▸ **PASSAGE TO READ**
..........
The graft copolymers of the invention combine the efficient thickening properties of polyolefinic viscosity index improvers and the dispersancy provided by nitrogen-containing materials by the grafting of a monomer system comprising maleic acid or anhydride and at least one other (different) monomer which is addition copolymerizable therewith, the grafted monomer system then being post-reacted with a polyamine. The copolymerizable monomers are selected for their reactivity with maleic acid or anhydride so that more maleic acid or anhydride may be incorporated into the polymer than would occur in the absence of the comonomers.
In another aspect of the invention, it has been found that the graft copolymers are efficiently produced with little or no wasteful byproduct by forming an intimate admixture of backbone polymer, copolymerizable monomer system, and a free radical initiator, wherein the temperature of the mixture, at least during the time that the initiator is being uniformly dispersed therein, is maintained below the decomposition temperature of the initiator. Thereafter, the temperature is increased to or above the temperature at which the initiator decomposes, preferably while continuing agitation of the reaction mixture, to form a graft copolymer, followed by post-reaction with a polyamine.
In still another aspect of the invention, the substrate backbone polymer has a relatively high molecular weight, of the order of about 100,000-200,000 viscosity average molecular weight, and contrary to prior practice, the backbone polymer is not degraded prior to the grafting. The molecular weight of the final graft copolymer is reduced by homogenization or other degrading technique to provide the desired balance of thickening capability, viscosity index improvement, shear stability, detergency and other properties in lubricating oils or motor fuels.
..........
Stored items:
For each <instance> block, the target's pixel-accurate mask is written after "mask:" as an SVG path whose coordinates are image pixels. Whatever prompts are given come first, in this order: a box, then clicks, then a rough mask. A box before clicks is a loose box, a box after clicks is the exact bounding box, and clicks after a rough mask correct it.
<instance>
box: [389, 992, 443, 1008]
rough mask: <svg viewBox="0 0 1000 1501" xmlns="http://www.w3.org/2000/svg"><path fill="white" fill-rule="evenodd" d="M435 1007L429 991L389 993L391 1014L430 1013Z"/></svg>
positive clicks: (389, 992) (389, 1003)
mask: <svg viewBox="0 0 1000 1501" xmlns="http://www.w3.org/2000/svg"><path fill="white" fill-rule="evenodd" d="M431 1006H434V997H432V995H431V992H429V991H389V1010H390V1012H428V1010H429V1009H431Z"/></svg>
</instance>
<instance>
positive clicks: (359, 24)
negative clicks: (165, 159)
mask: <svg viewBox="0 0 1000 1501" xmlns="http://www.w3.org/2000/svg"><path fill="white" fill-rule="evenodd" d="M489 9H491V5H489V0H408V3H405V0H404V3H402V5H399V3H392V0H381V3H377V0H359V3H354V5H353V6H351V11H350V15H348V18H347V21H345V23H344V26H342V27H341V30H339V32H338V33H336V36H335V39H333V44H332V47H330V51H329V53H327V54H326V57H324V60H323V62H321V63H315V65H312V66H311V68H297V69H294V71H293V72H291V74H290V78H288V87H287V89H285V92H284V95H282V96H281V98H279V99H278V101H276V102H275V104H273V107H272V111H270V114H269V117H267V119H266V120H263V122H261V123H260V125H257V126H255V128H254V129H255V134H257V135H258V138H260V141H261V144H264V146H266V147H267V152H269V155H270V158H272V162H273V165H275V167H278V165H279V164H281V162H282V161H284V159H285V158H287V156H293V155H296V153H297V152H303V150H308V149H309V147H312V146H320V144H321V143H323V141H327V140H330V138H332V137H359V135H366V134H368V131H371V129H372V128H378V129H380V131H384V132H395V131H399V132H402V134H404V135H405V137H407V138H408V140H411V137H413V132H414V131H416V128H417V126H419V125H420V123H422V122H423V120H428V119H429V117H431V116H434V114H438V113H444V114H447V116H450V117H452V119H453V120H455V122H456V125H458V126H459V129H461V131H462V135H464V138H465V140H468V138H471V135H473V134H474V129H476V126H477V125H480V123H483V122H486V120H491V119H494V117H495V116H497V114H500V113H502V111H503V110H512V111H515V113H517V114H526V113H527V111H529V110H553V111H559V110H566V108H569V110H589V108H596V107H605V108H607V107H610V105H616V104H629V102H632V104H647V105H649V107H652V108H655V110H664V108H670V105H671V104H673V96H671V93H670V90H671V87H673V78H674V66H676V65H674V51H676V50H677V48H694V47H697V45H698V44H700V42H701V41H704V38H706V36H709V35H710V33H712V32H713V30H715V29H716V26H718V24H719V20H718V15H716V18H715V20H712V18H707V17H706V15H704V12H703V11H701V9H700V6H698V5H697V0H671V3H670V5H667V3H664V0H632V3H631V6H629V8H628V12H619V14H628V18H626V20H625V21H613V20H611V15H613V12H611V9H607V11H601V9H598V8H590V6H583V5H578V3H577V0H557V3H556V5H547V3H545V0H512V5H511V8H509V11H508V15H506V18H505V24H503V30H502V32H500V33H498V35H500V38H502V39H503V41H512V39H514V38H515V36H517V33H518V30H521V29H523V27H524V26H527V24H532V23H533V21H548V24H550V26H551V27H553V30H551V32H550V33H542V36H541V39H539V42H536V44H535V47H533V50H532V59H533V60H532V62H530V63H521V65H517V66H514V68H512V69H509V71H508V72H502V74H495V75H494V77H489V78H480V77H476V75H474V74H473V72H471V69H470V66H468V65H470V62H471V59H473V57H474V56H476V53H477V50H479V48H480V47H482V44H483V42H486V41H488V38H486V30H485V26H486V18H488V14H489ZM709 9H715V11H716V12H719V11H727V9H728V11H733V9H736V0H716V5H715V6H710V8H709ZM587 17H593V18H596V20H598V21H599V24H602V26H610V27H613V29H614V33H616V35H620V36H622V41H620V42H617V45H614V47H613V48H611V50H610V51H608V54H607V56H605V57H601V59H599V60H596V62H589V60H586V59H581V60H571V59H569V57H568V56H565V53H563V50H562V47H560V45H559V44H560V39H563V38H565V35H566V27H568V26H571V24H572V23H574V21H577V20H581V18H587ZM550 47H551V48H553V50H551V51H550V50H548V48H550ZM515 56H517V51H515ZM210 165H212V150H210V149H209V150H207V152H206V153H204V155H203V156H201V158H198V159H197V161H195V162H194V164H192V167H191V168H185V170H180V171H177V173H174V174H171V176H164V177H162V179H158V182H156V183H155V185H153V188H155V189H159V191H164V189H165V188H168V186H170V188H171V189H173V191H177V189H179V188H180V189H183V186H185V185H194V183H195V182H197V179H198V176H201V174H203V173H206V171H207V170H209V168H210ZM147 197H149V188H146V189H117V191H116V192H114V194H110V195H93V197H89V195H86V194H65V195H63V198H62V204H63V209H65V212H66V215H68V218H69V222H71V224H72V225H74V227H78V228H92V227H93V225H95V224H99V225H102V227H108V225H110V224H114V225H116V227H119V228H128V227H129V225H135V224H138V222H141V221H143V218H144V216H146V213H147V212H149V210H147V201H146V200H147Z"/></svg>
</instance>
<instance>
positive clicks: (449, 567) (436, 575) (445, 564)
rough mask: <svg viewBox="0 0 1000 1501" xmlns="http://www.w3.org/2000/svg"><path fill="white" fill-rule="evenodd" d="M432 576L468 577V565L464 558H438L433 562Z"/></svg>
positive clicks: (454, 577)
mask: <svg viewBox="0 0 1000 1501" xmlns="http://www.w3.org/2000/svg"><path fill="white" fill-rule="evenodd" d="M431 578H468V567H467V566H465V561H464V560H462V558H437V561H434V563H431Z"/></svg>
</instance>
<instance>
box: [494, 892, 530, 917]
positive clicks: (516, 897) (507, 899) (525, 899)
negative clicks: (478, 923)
..........
▸ **WORK INSTRUCTIONS**
(1) Answer the following questions using the passage on graft copolymers.
(a) With what is the grafted monomer system post-reacted?
(b) Below what temperature is the mixture kept while the initiator is being uniformly dispersed in it?
(c) What viscosity average molecular weight does the backbone polymer have?
(2) Rewrite the part of the passage on graft copolymers that opens with the words containing "The graft copolymers of" and closes with "of the comonomers.", changing "polyamine" to "diamine".
(3) Carry on the passage on graft copolymers from the point at which it stops.

▸ **REPLIES**
(1)
(a) A polyamine.
(b) The decomposition temperature of the initiator.
(c) Of the order of about 100,000-200,000.

(2)
The graft copolymers of the invention combine the efficient thickening properties of polyolefinic viscosity index improvers and the dispersancy provided by nitrogen-containing materials by the grafting of a monomer system comprising maleic acid or anhydride and at least one other (different) monomer which is addition copolymerizable therewith, the grafted monomer system then being post-reacted with a diamine. The copolymerizable monomers are selected for their reactivity with maleic acid or anhydride so that more maleic acid or anhydride may be incorporated into the polymer than would occur in the absence of the comonomers.

(3)
The graft copolymers of this invention have the significant advantage over known nitrogen-containing dispersant VI improvers of lower production cost. Moreover, in many cases the graft copolymers of this invention exhibit activity substantially equivalent to that of kown nitrogen-containing graft copolymers but at lower additive concentrations, thus further enhancing economic advantage.
The backbone or substrate polymers are any substantially linear, substantially saturated, rubbery, olefinic hydrocarbon polymers which are oil soluble before or after grafting of the copolymerizable monomers thereon. By "substantially saturated" is meant less than 4 mole % olefinic unsaturation, preferably 2 mole % or less. Polymers having high olefinic unsaturation are too oxidatively unstable when used in lubricating oils. Suitable backbone polymers include ethylene/propylene copolymers, ethylene/propylene/diene modified terpolymers, hydrogenated styrene-butadiene copolymers, styrene-isoprene copolymers and atactic polypropylene. Backbone polymers which can be rendered oil soluble by the grafting or after grafting include low density polyethylene, and the like. The backbone polymers may have a wide range of molecular weight, for example, of the order of about 10,000-200,000 viscosity average molecular weight, more usually about 100,000-150,000. Normally, the graft copolymerization will result in increased molecular weight of the order of about 200,000-400,000 viscosity average and even as high as 500,000 or more. More usually, the molecular weight will be increased to about 200,000-400,000 viscosity average.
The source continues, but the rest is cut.